_SELECTION_.

Johann Eduard Erdmann


Johann Eduard Erdmann was a German religious pastor, historian of philosophy, and philosopher of religion, of which he wrote on the of faith and knowledge. He was known to be a follower of Friedrich Schleiermacher, whom he studied under August Carlblom, and Georg Wilhelm Friedrich Hegel, whom he regarded as his mentor. Erdmann also studied the works of Karl Daub. Historians of philosophy usually include Erdmann as a member of the Right Wing of the Hegelian movement, a group of thinkers who were also referred to variously as the Right Hegelians, the Hegelian Right, and/or as the Old Hegelians.

Biography

Erdmann was born on 13 June 1805 in Wolmar, Livonia, where his father was a pastor. Ferdinand Walter, a Lutheran pastor, theologian, and General Superintendant of Livland, was Erdmann's maternal uncle. Erdmann and Ferdinand Walter both attended Hegel's lectures on the Phenomenology of Spirit in 1827 in Berlin. Ferdinand Walter's son, Julius Walter, was a professor of philosophy at the Univ. of Königsberg. Erdmann studied theology at Dorpat and afterwards at Berlin, where he fell under the influence of Georg Wilhelm Friedrich Hegel, and was known never to miss Hegel's lectures. Then, from 1829 to 1832 he was a minister of religion in his native town of Wolmar. Afterwards he resigned from his position as pastor to devote himself to education and philosophy, but continued to minister throughout his life. He obtained a doctoral degree from the University of Kiel with the treatise, Quidnam sit discrimen philosophiam inter et theologiam, written in 1830, in which he argued that philosophy and religion converge to a common truth, even though they differ in form of approach. In 1834 he began writing his Habilitation thesis to qualify in Berlin. This became volume 1 of his work titled Versuch einer wissenschaftlichen Darstellung der Geschichte der neuern Philosophie . In 1836 he was professor-extraordinary at Halle, became full professor in 1839, and remained there until his death. He died on June 12, 1892 in Halle.

_Data listing_.
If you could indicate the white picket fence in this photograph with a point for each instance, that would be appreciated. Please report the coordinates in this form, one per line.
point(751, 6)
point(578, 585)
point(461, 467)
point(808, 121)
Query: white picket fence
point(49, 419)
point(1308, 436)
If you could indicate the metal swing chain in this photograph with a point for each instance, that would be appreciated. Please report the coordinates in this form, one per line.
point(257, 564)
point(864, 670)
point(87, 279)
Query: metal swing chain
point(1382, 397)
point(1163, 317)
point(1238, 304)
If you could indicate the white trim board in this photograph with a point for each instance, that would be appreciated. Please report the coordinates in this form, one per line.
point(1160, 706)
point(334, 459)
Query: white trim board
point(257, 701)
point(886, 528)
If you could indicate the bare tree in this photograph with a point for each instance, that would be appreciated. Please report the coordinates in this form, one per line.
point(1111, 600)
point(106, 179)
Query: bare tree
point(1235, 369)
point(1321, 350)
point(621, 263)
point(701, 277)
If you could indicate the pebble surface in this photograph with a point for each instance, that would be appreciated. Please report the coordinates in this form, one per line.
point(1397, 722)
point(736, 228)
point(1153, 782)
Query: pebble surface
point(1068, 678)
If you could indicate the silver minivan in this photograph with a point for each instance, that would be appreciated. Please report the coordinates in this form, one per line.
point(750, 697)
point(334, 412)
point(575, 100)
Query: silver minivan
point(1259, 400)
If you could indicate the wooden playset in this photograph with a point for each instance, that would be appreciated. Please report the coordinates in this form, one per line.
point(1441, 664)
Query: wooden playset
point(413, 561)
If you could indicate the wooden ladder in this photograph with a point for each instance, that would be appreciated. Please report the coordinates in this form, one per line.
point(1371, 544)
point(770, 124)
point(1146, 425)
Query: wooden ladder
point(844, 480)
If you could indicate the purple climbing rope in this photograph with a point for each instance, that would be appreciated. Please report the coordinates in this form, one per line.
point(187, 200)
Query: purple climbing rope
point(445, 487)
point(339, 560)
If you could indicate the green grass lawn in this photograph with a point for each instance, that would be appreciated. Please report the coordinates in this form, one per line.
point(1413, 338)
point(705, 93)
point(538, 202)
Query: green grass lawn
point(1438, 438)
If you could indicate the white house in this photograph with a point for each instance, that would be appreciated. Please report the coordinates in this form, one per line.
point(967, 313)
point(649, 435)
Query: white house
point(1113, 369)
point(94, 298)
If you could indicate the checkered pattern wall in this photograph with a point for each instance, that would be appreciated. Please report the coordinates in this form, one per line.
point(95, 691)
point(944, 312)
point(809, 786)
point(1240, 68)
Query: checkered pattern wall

_REQUIRED WORK_.
**A)** Please reproduce the passage of the Erdmann article word for word, starting with "Johann Eduard Erdmann was" and going on through "the Old Hegelians.".
**B)** Extend the Erdmann article past its final sentence with a few more sentences in the same style.

_ANSWERS TO THE TASKS_.
**A)**
Johann Eduard Erdmann was a German religious pastor, historian of philosophy, and philosopher of religion, of which he wrote on the of faith and knowledge. He was known to be a follower of Friedrich Schleiermacher, whom he studied under August Carlblom, and Georg Wilhelm Friedrich Hegel, whom he regarded as his mentor. Erdmann also studied the works of Karl Daub. Historians of philosophy usually include Erdmann as a member of the Right Wing of the Hegelian movement, a group of thinkers who were also referred to variously as the Right Hegelians, the Hegelian Right, and/or as the Old Hegelians.

**B)**
He published many philosophical text-books and treatises, and a number of sermons; but his chief claim to remembrance rests on his elaborate Grundriss der Geschichte der Philosophie, the 4th edition of which has been translated into English. Erdmann's special merit is that he does not rest content with being a mere summarizer of opinions, but tries to exhibit the history of human thought as a continuous and ever-developing effort to solve the great speculative problems with which man has been confronted in all ages. His chief other works were: Leib und Seele, Grundriss der Psychologie, Grundriss der Logik und Metaphysik, and Psychologische Briefe.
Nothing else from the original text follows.